## Lesetext
Von der Zeitenwende bedeutungsschwanger zu reden, haben sich vor allem jene Politiker angewöhnt, die die bisherige enge Verflechtung ihrer Wirtschaftspolitik mit dem Unrechtsregime in Russland zu kaschieren versuchen. Neue, drastische, euphemistische Rhetorik muss her, die versteckt, dass man mit dem Diktator bislang gute Geschäfte gemacht hat. Auf deutsche Verhältnisse bezogen hält zeitgeschichte online ideologiekritisch Folgendes fest, für viele andere Politiker in Europa mag dass ebenso gelten:

Im Falle der deutschen Bundesregierung stößt die eminent politische Absicht, mit der der russische Angriffskrieg zum unvorhersehbaren historischen Wendepunkt erklärt wird, übel auf. Bundeskanzler Scholz, der vor wenigen Tagen noch Waffenlieferungen an die Ukraine ausschloss und sich aus Rücksichtnahme auf Putin sogar zierte, die Wörter „Sanktionen“ und „Nord Stream 2“ zusammen in den Mund zu nehmen, ist offenkundig daran gelegen, den historischen Einschnitt maximal zu dramatisieren, der zwischen diesen überholten Positionen und seiner jetzigen Politik liegt.

zeitgeschichte online: Russlands Überfall auf die Ukraine – eine Zeitenwende?

Schon 1989 hatte man mit dem Zerfall der Sowjetunion, dem Fall der Berliner Mauer und den demokratischen „Revolutionen“ in Osteuropa bereits von einer Zeitenwende gesprochen, ja sogar von einem ein Ende der Geschichte (Francis Fukuyama). Heute sehen selbsternannte Propheten wie er sogar die Niederlage Russlands im Krieg gegen die Ukraine voraus. Wie viele Zeitenwenden haben wir in unmittelbarer Zukunft noch zu erwarten? Blickt man auf den Büchermarkt und in die politischen Blogs werden es viele sein! So viele bunte Ballone steigen auf in den Himmel, um zuletzt ohne viel Aufmerksamkeit zu zerplatzen.

[Zeilen des Datensatzes]
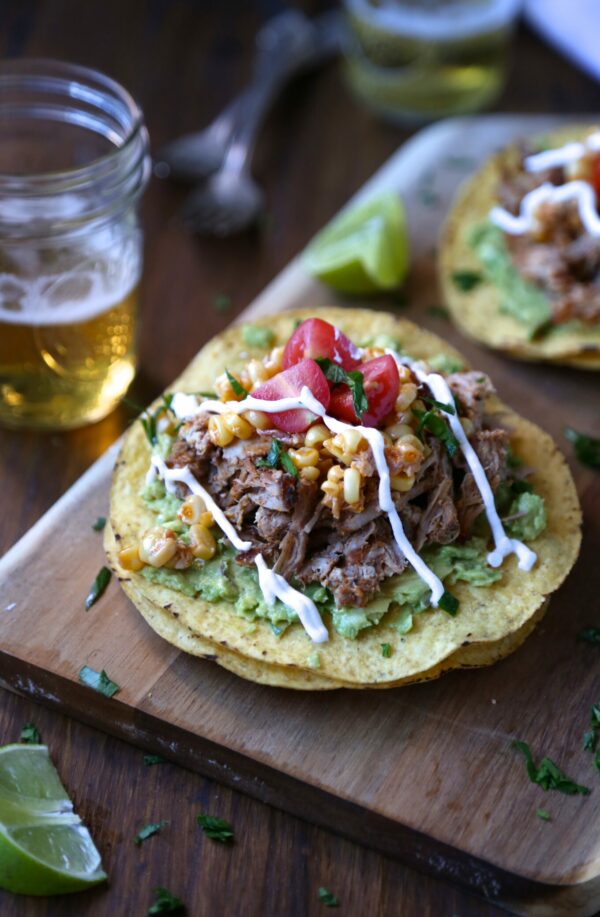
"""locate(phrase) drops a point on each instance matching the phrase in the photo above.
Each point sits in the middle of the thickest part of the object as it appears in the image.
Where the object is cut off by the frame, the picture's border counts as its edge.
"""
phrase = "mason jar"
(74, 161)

## Zu bearbeitende Aufgaben
1. Was schloss Bundeskanzler Scholz laut dem Text über die Zeitenwende vor wenigen Tagen noch aus?
2. Schreibe den Text über die Zeitenwende im Anschluss an seinen letzten Satz weiter.

## Lösungen der Aufgaben
1. Waffenlieferungen an die Ukraine.

2.
Lassen wir die Pferde im Stall. Denn erstens sind wir wohl den Ereignissen zu nahe, um eine Zeitenwende konstatieren zu können. Zweitens laborieren wir in Europa noch immer an den Folgen der Nachkriegsordnung des 2. Weltkriegs. Drittens sollte man die Gegenwart niemals protzig überschätzen. Viertens steht die Welt ohnehin nicht mehr lang, wie Nestroys Couplet schon 1833 lehrt:

Da wird einem halt angst und bang,
I sag‘: d‘ Welt steht auf kein Fall mehr lang.

Johann Nestroy: Der böse Geist Lumpazivagabundus, 1833

Und fünftens: Ich wüsste ja auch eine Zeitenwende, ja geochronologische Epoche zu bezeichnen, die es tatsächlich gibt: die des Anthropozäns. Die wird nicht nur unsere politische Landschaft, sondern auch unsere gesellschaftliche Ordnung verändern – von Grunde auf. Wir sind bereits mitten in ihr drin und werden sie wahrscheinlich nicht überleben. Doch die Konsequenzen aus dieser Epochenwende wollen wir offenbar nicht ziehen. Die Politik beherrschen andere Themen.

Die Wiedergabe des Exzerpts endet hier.